- **Coordinate annotation records**:
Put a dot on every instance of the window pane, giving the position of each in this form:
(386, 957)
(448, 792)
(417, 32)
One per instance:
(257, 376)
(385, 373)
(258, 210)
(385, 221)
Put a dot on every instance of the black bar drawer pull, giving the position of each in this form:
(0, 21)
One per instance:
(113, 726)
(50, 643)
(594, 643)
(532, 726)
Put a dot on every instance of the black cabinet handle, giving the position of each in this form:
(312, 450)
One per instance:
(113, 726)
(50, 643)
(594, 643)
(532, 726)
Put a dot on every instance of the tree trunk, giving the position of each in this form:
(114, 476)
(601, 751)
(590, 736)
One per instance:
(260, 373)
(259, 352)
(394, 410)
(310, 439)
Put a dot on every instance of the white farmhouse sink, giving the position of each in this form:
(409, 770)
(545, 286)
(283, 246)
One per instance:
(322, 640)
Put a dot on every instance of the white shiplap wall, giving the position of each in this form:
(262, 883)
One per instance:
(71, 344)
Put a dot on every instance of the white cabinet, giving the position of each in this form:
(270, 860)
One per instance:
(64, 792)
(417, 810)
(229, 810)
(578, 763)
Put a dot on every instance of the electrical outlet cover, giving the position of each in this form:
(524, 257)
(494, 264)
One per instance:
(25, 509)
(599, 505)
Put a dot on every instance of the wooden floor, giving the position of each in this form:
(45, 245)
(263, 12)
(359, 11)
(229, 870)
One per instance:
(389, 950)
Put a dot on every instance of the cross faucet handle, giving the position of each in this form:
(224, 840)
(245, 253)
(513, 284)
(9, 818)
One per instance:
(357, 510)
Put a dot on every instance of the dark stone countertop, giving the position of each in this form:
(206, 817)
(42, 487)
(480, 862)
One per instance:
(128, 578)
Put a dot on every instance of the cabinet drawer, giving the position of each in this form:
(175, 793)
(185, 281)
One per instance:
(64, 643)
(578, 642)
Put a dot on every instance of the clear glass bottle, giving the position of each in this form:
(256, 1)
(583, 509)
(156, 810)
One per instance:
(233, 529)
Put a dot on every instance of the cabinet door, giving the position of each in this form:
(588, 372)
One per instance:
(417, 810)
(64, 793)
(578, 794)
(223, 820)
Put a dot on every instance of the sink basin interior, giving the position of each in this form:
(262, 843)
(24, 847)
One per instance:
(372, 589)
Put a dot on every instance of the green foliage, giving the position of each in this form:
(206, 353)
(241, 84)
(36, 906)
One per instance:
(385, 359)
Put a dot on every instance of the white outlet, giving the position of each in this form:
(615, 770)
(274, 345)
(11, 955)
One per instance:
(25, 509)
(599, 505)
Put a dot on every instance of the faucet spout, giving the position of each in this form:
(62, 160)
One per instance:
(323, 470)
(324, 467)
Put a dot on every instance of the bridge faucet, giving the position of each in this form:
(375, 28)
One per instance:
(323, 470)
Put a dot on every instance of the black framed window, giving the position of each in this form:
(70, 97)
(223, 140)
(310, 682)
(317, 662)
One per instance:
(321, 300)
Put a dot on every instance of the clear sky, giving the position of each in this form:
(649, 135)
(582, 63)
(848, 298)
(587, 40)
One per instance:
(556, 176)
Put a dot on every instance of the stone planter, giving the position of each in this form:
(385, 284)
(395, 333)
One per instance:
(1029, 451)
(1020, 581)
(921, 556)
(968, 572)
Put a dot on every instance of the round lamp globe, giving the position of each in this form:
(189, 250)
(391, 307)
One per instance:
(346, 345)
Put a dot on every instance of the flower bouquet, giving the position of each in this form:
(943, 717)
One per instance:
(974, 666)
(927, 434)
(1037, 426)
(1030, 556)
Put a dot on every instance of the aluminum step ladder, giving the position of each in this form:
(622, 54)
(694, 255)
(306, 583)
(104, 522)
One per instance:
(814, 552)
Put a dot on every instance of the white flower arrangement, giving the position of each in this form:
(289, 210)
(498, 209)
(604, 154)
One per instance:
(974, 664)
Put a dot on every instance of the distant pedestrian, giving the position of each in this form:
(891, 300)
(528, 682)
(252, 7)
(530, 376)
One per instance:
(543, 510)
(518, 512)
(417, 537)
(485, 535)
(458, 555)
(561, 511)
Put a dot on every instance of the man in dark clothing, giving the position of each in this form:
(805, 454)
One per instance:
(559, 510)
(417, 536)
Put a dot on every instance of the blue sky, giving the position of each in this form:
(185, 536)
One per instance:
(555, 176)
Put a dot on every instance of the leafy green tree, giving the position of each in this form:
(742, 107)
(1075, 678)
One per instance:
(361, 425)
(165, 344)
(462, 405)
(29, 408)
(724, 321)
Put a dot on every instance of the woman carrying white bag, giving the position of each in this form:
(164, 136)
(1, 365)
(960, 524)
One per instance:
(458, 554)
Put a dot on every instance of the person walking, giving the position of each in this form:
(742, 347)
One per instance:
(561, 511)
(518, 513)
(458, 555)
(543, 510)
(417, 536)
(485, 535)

- **Exercise directions**: Print all of the lines above word for word, in their original order.

- **Worked solution**:
Put a dot on every instance of the window pane, giving the position of each in this form:
(386, 957)
(448, 792)
(417, 32)
One per instance:
(257, 376)
(385, 373)
(258, 210)
(385, 221)
Put a dot on every instance of the black bar drawer pull, giving the position of each in this form:
(0, 21)
One per instance:
(113, 726)
(50, 643)
(594, 643)
(532, 726)
Put a dot on every instance of the black cabinet handle, giving the position of each in this form:
(312, 450)
One per instance:
(113, 726)
(50, 643)
(594, 643)
(532, 726)
Put a dot on every instance of the tree trunk, giving the position of each in this form:
(114, 476)
(601, 751)
(590, 736)
One per instance:
(260, 373)
(259, 352)
(394, 410)
(310, 439)
Put a dot on every instance of the white farmhouse sink, giving the position of each in this form:
(409, 770)
(545, 286)
(283, 246)
One per instance:
(322, 640)
Put a dot on every instance of the white shiplap wall, giving the position of each in this form:
(262, 883)
One per instance:
(71, 344)
Put a dot on every instance of the white cabinet, giving the position of each in this form:
(270, 860)
One per instance:
(64, 792)
(417, 810)
(229, 810)
(578, 763)
Put a dot on every instance of the electrical outlet cover, giving the position of each in this form:
(524, 257)
(494, 264)
One per instance:
(25, 509)
(599, 505)
Put a dot on every instance of the wooden floor, giving the position of each in this form:
(45, 245)
(263, 12)
(359, 11)
(229, 870)
One per instance:
(389, 950)
Put a dot on every instance of the cross faucet handle, giving the position of each in this form:
(224, 840)
(245, 253)
(513, 284)
(9, 818)
One per instance:
(357, 510)
Put a dot on every instance of the dark stone countertop, giving the position of each in this form:
(206, 817)
(42, 487)
(480, 862)
One per instance:
(128, 578)
Put a dot on every instance of the cabinet drawer, giving the position of each in this form:
(175, 793)
(185, 281)
One per instance:
(64, 643)
(578, 642)
Put a dot on every instance of the clear glass bottle, giving the position of each in this form:
(256, 1)
(583, 509)
(156, 810)
One per instance:
(233, 529)
Put a dot on every instance of the cabinet door, giving the position of each in this form:
(588, 372)
One per instance:
(417, 810)
(64, 793)
(578, 794)
(223, 820)
Put a dot on every instance of the sink basin interior, giving the position of each in this form:
(262, 843)
(24, 847)
One per instance:
(372, 589)
Put a dot on every instance of the green foliage, giving the position of each in this form:
(206, 353)
(241, 84)
(36, 906)
One per instance:
(385, 359)
Put a dot on every instance of the white outlet, giving the position of each in this form:
(615, 770)
(274, 345)
(11, 955)
One per instance:
(25, 509)
(599, 505)
Put a dot on every instance of the faucet spout, giving the position of each in this form:
(62, 160)
One per instance:
(323, 470)
(324, 467)
Put a dot on every instance of the bridge faucet, giving the position of each in this form:
(375, 28)
One per instance:
(323, 470)
Put a dot on every instance of the black framed window, giving the position of each in this form:
(70, 97)
(223, 140)
(310, 682)
(317, 662)
One per instance:
(321, 300)
Put a dot on every instance of the clear sky, giving the position of each in this form:
(649, 135)
(582, 63)
(848, 298)
(587, 40)
One per instance:
(556, 176)
Put a dot on every instance of the stone planter, giving the position of each in this form:
(385, 284)
(395, 333)
One per instance:
(1029, 451)
(1020, 581)
(921, 556)
(968, 572)
Put a dot on every instance of the round lamp globe, giving the position of each in this form:
(189, 250)
(391, 307)
One per instance:
(346, 345)
Put a dot on every instance of the flower bouquet, giving the position of each in this form:
(943, 717)
One per instance:
(974, 666)
(927, 434)
(1037, 426)
(1030, 556)
Put a dot on every instance of the aluminum step ladder, giving the position of each in this form:
(622, 54)
(694, 255)
(306, 583)
(104, 522)
One per instance:
(814, 552)
Put a dot on every instance of the white flower arrangement, giving the position of each in this form:
(289, 210)
(498, 209)
(604, 154)
One per instance:
(974, 664)
Put a dot on every instance of the distant pedestrian, giving the position of each in this form:
(891, 300)
(528, 682)
(252, 7)
(530, 376)
One per instance:
(543, 510)
(518, 512)
(417, 537)
(485, 535)
(458, 555)
(561, 511)
Put a dot on every instance of the man in dark clothing, giving the position of each in this form:
(805, 454)
One per instance:
(559, 510)
(417, 536)
Put a dot on every instance of the blue sky, giving the position of each in this form:
(185, 536)
One per instance:
(555, 176)
Put a dot on every instance of the leafy green tree, giving the position of each in this form:
(742, 107)
(1075, 678)
One per instance:
(361, 425)
(165, 344)
(462, 405)
(29, 408)
(724, 321)
Put a dot on every instance of the woman carrying white bag, giving the position of each in this form:
(164, 136)
(1, 365)
(960, 524)
One per instance:
(458, 554)
Put a dot on every instance of the person walking, giving the position of each in this form:
(742, 347)
One per instance:
(561, 511)
(518, 513)
(458, 555)
(543, 510)
(417, 536)
(485, 535)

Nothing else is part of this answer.